§ WHAT YOU WILL DO:
Do not carry the pictures over; copy every other part of the entries exactly.

§ DATA FOR THIS TASK:
▼

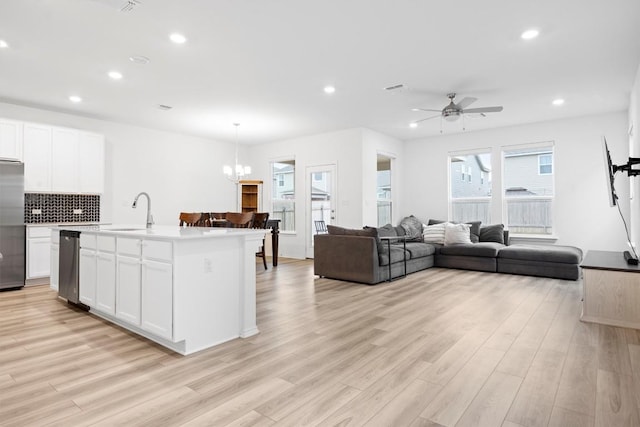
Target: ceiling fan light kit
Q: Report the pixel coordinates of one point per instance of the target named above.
(452, 112)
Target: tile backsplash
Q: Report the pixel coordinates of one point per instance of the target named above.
(46, 208)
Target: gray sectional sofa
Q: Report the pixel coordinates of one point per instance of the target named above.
(373, 255)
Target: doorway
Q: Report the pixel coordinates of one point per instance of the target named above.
(321, 197)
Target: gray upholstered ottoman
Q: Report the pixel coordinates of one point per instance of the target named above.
(560, 262)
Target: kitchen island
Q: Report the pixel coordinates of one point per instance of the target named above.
(187, 289)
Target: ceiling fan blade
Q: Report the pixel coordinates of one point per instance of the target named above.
(428, 118)
(465, 102)
(426, 109)
(483, 110)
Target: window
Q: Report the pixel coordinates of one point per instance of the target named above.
(469, 201)
(384, 190)
(283, 200)
(545, 164)
(529, 189)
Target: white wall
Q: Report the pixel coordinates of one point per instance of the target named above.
(342, 148)
(582, 216)
(374, 143)
(180, 173)
(634, 143)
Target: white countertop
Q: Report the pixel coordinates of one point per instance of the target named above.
(165, 232)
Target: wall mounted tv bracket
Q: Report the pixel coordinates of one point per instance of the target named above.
(628, 168)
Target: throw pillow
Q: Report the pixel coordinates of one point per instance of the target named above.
(387, 230)
(492, 233)
(455, 234)
(434, 233)
(412, 228)
(474, 231)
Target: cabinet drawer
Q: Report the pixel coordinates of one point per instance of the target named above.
(130, 247)
(87, 241)
(38, 232)
(157, 249)
(106, 243)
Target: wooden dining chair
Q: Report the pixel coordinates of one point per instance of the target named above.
(239, 219)
(260, 221)
(321, 227)
(189, 219)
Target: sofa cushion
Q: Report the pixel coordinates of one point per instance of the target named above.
(474, 230)
(397, 255)
(455, 234)
(419, 250)
(387, 230)
(542, 253)
(434, 233)
(412, 228)
(482, 249)
(492, 233)
(365, 232)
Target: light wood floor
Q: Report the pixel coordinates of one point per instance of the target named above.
(440, 347)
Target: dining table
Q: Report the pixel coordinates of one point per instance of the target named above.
(273, 224)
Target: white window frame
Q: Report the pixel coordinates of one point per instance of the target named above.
(280, 179)
(533, 147)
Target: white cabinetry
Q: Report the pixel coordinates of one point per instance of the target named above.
(62, 160)
(87, 271)
(144, 285)
(91, 163)
(157, 298)
(38, 252)
(106, 272)
(10, 140)
(37, 158)
(55, 259)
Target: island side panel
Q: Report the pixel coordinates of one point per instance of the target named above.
(207, 286)
(247, 300)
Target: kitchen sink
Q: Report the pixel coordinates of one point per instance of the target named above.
(124, 229)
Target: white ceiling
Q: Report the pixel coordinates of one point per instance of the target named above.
(264, 63)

▲

§ THE REPLY:
Target: ceiling fan light kit
Q: Report the pixel coordinates of one point per instance of the target named above.
(452, 112)
Target: tile backsplash
Q: Report the pixel coordinates of one point per instance of the target named above.
(46, 208)
Target: gray sectional sofa
Q: Report the pixel coordinates of one point per instance of the target named above.
(373, 255)
Target: doorway
Q: Report the pixel coordinates of one point per instance of the target named above.
(321, 197)
Target: gray upholstered ottoman
Q: Report the pixel coordinates of one point per instance of the target named above.
(560, 262)
Target: kitchen island
Q: Report the pixel coordinates of one point per instance of the target named above.
(187, 289)
Target: ceiling fan blade
Q: Report the pixel coordinates of one point per instance of the target named above.
(428, 118)
(465, 102)
(426, 109)
(483, 110)
Target: window
Q: Report the pixel coordinates of one point per instance of the target named above.
(469, 201)
(384, 190)
(283, 200)
(545, 164)
(529, 189)
Target: white wall
Q: Report the pixel coordinates of one point per instance of the target named above.
(342, 148)
(582, 216)
(374, 143)
(180, 173)
(634, 143)
Target: white countertop
Q: Report the pixel coordinates of one point per instance of the target named above.
(165, 232)
Target: wall mounted tv bracket
Q: Report the pixel coordinates of one point per instance of the target named above.
(628, 168)
Target: throw pillow
Q: Report the pixel coordinates of one point per instance of the target named above.
(387, 230)
(492, 233)
(455, 234)
(434, 233)
(412, 228)
(474, 231)
Target: cabinet drawer
Q: Report the pixel coordinates of one point per instance of the target named above.
(130, 247)
(87, 241)
(38, 232)
(157, 249)
(106, 243)
Target: wooden dining chair
Q: Report the pixel coordinates of one point per instance of the target named above.
(239, 219)
(260, 221)
(321, 227)
(189, 219)
Target: sofa cushion
Q: Report the pixel coordinates of one point per instance of the target named above.
(474, 230)
(397, 255)
(455, 234)
(419, 250)
(387, 230)
(542, 253)
(434, 233)
(412, 228)
(482, 249)
(492, 233)
(365, 232)
Target: light wood floor
Q: Report the pixel coordinates of one point per instance of the target named above.
(440, 347)
Target: dining table
Q: Report the pixel coordinates of one point per instance of the target named above.
(273, 224)
Target: white window frame
Q: Report the pixel coordinates of one point per instance of the target named above.
(280, 179)
(533, 147)
Target: white cabinetry
Q: Report the pixel coordinates of one point per instance of the target named above.
(62, 160)
(87, 271)
(144, 285)
(91, 163)
(157, 298)
(38, 252)
(106, 272)
(10, 140)
(37, 158)
(55, 259)
Target: island side panel
Q: Report the pixel coordinates of one point per instance of the target named above.
(207, 286)
(247, 300)
Target: kitchen sink
Q: Report the pixel coordinates of one point per instance of the target named above.
(124, 229)
Target: white ceiling
Q: Report the pixel coordinates of one point per instance of the target named above.
(264, 63)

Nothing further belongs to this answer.